#### Short exercise:
Set down, exactly as written, the lines from the line holding "Target: bare branch" to the end of the data, inclusive, skipping any pictures.

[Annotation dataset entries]
──────
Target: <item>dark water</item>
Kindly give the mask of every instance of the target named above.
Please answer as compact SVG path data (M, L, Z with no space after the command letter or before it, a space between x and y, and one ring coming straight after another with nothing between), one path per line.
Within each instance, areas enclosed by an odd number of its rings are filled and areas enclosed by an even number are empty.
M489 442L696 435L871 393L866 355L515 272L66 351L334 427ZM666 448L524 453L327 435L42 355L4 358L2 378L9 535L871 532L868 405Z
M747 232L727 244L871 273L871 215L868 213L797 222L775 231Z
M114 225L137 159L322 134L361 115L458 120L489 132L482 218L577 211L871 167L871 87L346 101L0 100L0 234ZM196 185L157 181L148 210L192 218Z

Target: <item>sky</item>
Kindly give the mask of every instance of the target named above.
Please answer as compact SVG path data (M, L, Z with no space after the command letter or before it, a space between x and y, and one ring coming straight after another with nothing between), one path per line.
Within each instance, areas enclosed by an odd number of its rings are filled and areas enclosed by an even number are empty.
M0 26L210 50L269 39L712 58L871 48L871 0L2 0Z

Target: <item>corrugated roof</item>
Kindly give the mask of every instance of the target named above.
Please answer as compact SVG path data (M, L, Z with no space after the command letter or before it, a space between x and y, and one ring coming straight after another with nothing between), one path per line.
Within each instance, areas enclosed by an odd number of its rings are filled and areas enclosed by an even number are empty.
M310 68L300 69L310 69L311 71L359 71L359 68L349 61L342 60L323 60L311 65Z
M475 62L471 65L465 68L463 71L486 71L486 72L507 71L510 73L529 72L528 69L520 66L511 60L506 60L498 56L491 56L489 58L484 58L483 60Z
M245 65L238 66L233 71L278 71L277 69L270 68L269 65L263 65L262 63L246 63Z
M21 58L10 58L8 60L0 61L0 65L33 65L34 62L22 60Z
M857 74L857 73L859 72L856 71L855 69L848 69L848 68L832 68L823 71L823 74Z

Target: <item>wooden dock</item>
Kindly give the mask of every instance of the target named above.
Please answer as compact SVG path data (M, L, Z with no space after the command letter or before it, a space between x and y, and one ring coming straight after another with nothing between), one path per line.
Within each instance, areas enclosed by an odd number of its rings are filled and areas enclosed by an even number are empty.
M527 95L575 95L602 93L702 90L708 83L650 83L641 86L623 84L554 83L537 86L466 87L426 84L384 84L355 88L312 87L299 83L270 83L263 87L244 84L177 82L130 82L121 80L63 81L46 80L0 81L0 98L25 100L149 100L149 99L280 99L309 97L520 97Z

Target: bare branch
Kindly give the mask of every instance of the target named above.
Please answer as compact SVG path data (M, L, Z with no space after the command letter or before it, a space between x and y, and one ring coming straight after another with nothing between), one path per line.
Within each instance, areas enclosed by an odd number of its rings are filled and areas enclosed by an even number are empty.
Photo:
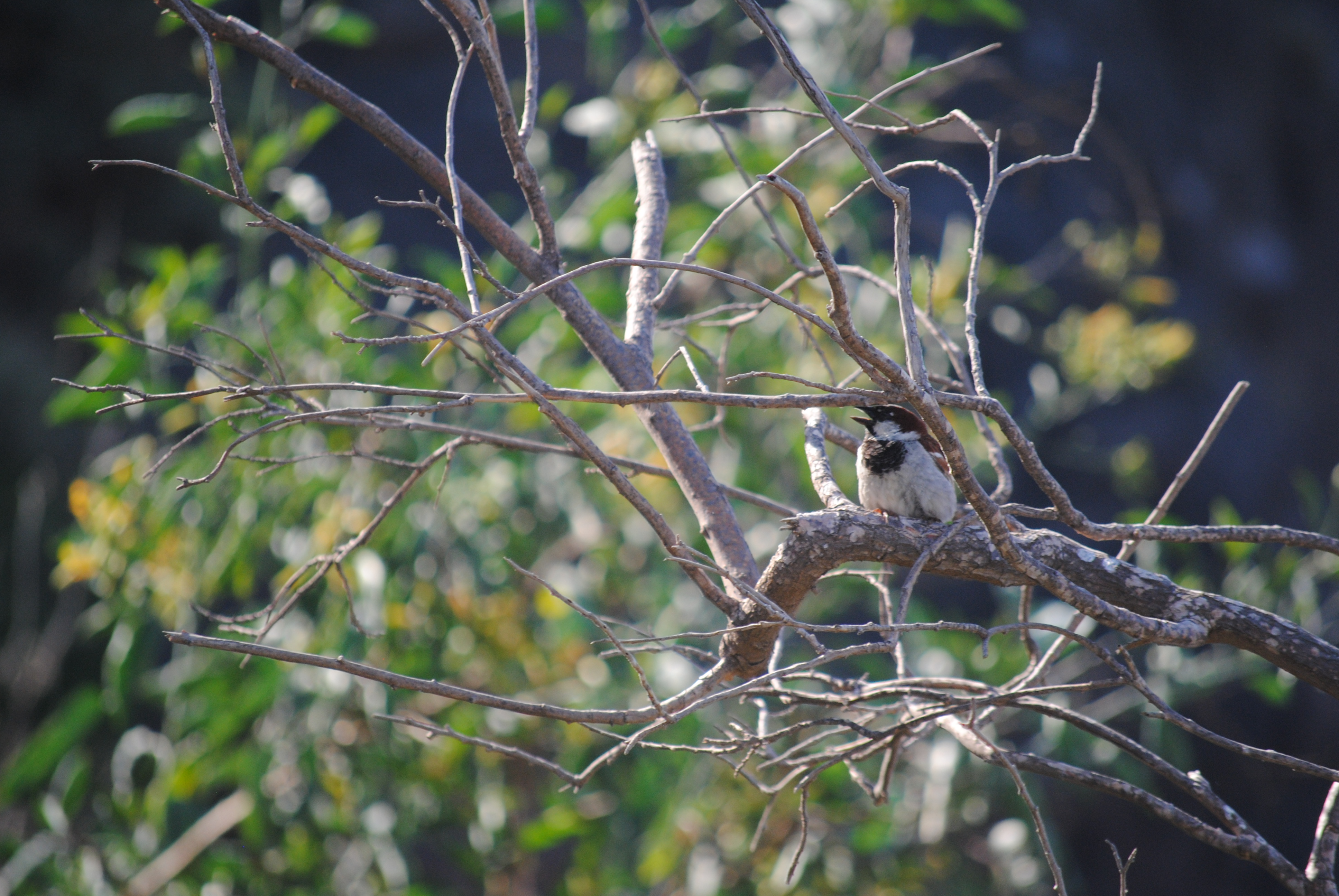
M1249 387L1251 383L1245 380L1241 380L1232 387L1232 392L1229 392L1227 399L1224 399L1223 407L1220 407L1218 413L1213 415L1209 429L1204 431L1202 437L1200 437L1200 443L1194 446L1193 451L1190 451L1190 457L1188 457L1185 463L1181 465L1181 470L1172 479L1170 485L1168 485L1168 490L1162 493L1157 506L1153 508L1152 513L1149 513L1149 518L1144 521L1145 525L1154 526L1162 521L1162 517L1165 517L1166 512L1172 508L1172 502L1176 501L1178 494L1181 494L1181 489L1184 489L1185 483L1190 481L1194 471L1200 469L1200 462L1204 459L1204 455L1209 453L1209 449L1213 446L1213 441L1218 438L1218 433L1223 431L1228 418L1232 417L1232 411L1236 410L1237 402L1241 400L1241 396ZM1118 553L1117 557L1119 560L1129 560L1134 556L1134 549L1138 546L1138 541L1126 541L1121 545L1121 553Z
M647 131L644 141L632 141L632 170L637 178L637 220L632 230L631 254L633 258L659 260L670 217L670 194L665 190L660 147L651 131ZM660 277L655 268L633 268L628 276L628 324L624 342L641 352L648 364L653 355L651 338L656 329L659 308L655 297L659 289Z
──────
#### The result:
Target: bare branch
Kindly give the mask of every instance of the target named above.
Please answer as compact SVG path data (M, L, Z with no space after the command letter or before it, a space between x and y, and one ring coming straight after another with nothing between), one path per line.
Within each instance, areas enclosed by an odd number of its rings are filled and areas enclosed by an even number are empty.
Photo:
M1249 387L1251 383L1245 380L1241 380L1232 387L1232 392L1229 392L1227 399L1224 399L1223 407L1220 407L1218 413L1213 415L1209 429L1204 431L1202 437L1200 437L1200 443L1194 446L1193 451L1190 451L1190 457L1188 457L1185 463L1181 465L1181 470L1172 479L1170 485L1168 485L1168 490L1162 493L1157 506L1153 508L1152 513L1149 513L1149 518L1144 521L1145 525L1154 526L1162 521L1162 517L1165 517L1166 512L1172 508L1172 502L1176 501L1178 494L1181 494L1181 489L1184 489L1185 483L1190 481L1194 471L1200 469L1200 462L1204 459L1204 455L1209 453L1209 449L1213 446L1213 441L1218 438L1218 433L1223 431L1228 418L1232 417L1232 411L1236 410L1237 402L1241 400L1241 396ZM1118 553L1117 557L1119 560L1129 560L1134 556L1134 549L1138 546L1138 541L1126 541L1121 545L1121 553Z
M647 131L644 141L632 141L632 170L637 178L637 220L632 230L631 254L633 258L659 260L670 217L670 194L665 190L660 147L651 131ZM660 277L655 268L633 268L628 276L628 324L624 342L641 352L648 364L653 355L651 338L656 329L659 308L655 297L659 289Z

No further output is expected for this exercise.